AVAILABLE DATA: Begin

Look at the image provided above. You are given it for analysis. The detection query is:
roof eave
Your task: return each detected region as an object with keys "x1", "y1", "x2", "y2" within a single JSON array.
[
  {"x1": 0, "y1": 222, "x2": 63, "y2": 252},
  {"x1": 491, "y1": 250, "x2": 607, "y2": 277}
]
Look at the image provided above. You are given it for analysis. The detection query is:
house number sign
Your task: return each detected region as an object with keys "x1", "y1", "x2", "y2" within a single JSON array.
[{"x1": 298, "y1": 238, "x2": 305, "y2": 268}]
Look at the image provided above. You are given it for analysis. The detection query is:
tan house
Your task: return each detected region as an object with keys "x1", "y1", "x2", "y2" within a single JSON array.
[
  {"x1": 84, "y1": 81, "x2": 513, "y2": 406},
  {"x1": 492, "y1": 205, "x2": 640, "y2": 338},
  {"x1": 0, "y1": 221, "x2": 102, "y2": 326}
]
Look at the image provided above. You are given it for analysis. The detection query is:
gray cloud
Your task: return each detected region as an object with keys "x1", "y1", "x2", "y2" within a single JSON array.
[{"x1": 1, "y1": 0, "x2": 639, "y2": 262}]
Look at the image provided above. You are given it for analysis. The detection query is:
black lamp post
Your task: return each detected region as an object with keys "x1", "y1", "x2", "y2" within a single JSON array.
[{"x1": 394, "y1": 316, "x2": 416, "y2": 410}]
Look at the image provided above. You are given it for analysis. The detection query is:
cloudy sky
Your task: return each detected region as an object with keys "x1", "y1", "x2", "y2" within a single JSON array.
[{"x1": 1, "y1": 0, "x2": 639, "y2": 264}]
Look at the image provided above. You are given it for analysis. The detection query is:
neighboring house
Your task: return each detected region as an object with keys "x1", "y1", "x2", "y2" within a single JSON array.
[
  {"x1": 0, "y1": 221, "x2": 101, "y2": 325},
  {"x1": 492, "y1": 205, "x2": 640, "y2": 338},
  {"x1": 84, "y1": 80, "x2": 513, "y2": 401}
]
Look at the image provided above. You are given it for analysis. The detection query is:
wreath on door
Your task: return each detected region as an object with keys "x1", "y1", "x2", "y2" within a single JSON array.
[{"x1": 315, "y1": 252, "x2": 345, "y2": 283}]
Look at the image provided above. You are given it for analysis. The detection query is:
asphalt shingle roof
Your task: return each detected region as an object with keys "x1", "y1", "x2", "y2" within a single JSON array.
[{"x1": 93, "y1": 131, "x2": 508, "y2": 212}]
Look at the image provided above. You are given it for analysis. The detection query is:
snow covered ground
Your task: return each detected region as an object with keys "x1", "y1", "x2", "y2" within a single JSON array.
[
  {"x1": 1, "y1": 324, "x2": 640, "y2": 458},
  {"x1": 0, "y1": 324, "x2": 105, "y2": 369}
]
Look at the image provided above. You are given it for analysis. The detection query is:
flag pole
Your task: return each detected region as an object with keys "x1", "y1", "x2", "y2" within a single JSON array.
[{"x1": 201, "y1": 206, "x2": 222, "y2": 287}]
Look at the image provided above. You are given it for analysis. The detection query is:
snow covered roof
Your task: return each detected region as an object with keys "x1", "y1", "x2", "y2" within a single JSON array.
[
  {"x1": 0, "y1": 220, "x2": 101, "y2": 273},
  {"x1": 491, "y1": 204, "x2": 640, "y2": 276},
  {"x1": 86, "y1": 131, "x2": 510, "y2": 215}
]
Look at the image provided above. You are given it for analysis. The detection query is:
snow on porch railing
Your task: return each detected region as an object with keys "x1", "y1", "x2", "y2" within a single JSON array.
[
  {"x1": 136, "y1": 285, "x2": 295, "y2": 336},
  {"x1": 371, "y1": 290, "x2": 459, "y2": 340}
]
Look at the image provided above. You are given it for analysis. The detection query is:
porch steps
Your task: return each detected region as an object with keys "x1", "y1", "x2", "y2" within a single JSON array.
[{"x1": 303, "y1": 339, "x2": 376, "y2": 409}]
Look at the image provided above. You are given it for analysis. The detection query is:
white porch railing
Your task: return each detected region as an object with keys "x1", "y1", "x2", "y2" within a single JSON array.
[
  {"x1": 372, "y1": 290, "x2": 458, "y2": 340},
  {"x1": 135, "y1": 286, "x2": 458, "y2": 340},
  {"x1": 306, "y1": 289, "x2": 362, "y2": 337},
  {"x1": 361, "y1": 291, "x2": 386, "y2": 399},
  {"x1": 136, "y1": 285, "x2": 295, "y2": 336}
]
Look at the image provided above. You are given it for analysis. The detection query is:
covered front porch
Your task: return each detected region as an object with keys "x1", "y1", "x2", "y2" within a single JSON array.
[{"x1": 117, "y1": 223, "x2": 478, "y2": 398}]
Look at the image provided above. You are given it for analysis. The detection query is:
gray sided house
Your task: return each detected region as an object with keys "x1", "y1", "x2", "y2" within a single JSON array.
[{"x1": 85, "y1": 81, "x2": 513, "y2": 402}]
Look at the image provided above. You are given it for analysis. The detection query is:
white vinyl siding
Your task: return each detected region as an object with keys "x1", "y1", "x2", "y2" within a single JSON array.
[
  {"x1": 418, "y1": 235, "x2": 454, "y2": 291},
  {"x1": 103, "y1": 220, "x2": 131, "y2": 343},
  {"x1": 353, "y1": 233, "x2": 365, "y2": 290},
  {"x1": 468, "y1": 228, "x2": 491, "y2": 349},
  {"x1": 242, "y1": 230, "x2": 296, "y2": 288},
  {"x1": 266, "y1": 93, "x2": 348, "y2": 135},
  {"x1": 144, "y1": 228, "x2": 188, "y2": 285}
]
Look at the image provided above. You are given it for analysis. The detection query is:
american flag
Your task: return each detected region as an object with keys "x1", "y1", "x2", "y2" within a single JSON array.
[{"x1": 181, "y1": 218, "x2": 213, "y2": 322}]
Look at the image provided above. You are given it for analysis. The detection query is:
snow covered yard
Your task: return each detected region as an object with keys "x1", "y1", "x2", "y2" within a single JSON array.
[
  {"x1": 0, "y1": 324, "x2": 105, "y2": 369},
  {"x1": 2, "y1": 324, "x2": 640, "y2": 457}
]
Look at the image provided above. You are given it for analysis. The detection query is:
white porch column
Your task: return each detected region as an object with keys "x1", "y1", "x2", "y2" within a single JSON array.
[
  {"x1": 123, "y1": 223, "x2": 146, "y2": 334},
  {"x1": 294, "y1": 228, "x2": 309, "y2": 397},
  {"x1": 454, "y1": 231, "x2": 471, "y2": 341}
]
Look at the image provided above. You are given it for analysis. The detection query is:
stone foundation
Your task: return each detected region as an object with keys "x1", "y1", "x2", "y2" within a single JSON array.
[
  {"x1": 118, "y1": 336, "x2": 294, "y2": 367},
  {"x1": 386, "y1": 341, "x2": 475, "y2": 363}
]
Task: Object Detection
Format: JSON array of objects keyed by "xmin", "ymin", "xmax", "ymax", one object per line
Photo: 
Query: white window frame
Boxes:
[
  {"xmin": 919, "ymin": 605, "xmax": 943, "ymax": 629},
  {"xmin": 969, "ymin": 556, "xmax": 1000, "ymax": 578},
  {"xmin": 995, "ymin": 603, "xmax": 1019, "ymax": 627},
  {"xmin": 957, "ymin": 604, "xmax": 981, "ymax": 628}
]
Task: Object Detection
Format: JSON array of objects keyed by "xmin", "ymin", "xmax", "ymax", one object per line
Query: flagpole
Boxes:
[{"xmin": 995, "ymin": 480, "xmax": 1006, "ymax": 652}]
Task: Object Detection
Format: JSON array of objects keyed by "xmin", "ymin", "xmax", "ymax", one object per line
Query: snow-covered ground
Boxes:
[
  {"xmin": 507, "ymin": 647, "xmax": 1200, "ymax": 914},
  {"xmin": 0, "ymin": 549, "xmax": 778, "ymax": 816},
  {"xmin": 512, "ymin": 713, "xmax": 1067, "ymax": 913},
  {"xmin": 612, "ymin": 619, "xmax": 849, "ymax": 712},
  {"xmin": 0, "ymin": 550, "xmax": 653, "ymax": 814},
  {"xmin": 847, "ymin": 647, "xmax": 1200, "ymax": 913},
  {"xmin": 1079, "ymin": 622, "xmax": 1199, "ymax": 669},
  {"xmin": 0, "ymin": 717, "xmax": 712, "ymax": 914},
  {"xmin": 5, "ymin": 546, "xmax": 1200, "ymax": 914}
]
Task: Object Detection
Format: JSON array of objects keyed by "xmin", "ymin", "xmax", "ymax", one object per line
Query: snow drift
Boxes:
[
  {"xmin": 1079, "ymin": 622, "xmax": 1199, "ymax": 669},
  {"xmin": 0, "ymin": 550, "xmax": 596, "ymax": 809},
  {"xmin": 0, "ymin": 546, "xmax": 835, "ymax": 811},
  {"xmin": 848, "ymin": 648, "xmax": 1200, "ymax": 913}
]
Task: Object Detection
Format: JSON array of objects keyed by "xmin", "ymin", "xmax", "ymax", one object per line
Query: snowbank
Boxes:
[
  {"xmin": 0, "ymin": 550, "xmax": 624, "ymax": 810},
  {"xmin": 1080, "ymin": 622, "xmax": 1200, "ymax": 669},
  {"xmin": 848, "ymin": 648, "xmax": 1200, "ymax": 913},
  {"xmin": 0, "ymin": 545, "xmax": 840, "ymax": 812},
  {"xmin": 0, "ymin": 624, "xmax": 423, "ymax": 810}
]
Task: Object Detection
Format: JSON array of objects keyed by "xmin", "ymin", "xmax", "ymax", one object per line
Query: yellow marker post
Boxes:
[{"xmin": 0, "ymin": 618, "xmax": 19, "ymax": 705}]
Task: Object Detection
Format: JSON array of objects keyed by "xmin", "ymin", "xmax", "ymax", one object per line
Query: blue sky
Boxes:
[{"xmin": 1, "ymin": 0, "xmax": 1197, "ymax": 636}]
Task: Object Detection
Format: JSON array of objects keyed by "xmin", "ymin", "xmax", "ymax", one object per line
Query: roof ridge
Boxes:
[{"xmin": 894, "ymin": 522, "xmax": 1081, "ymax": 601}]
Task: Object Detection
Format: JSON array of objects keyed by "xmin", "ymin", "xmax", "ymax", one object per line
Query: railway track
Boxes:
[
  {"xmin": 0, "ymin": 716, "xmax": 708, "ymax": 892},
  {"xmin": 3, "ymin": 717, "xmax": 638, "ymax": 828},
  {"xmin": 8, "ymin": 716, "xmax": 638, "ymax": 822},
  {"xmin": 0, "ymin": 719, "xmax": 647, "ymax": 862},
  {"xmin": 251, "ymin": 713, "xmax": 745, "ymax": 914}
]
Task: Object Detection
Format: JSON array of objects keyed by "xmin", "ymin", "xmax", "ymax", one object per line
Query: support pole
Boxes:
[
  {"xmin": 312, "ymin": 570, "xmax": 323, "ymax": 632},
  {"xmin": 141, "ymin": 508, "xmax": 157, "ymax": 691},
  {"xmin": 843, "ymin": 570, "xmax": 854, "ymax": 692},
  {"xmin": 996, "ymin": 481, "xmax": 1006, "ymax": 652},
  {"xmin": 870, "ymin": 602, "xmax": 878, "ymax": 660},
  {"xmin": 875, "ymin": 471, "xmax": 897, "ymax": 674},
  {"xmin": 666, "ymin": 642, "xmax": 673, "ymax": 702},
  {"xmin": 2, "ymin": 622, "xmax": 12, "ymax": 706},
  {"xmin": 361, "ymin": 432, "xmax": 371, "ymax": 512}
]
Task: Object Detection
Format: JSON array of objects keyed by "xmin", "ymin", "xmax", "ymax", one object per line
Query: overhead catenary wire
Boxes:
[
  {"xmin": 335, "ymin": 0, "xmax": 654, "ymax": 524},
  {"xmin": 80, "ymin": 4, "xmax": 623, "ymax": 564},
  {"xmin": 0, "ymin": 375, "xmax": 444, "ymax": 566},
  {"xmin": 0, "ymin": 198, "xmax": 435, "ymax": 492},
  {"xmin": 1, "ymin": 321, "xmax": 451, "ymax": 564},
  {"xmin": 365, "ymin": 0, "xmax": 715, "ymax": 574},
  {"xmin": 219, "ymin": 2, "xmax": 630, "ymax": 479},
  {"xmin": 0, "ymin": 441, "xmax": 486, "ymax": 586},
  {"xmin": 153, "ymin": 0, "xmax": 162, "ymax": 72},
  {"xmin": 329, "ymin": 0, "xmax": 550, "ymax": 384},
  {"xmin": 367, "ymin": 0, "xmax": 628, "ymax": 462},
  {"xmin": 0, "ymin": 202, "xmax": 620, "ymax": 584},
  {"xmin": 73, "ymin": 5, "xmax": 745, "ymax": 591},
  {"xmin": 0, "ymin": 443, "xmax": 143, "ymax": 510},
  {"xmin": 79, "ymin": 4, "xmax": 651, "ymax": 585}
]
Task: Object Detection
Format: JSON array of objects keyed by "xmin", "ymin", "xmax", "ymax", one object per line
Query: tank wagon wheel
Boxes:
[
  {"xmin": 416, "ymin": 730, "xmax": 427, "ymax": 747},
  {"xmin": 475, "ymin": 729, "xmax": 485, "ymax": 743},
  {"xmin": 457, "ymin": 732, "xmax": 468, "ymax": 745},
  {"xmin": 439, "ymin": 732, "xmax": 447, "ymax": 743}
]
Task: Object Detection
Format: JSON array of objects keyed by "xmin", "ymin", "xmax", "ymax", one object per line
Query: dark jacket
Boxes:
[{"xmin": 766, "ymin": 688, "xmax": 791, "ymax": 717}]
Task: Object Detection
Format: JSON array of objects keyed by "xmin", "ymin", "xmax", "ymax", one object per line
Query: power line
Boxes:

AVAILABLE DATA: End

**DIRECTIONS**
Within the records, how many lines include "covered"? The answer is the number and nothing else.

**SOLUTION TO THIS PROBLEM**
5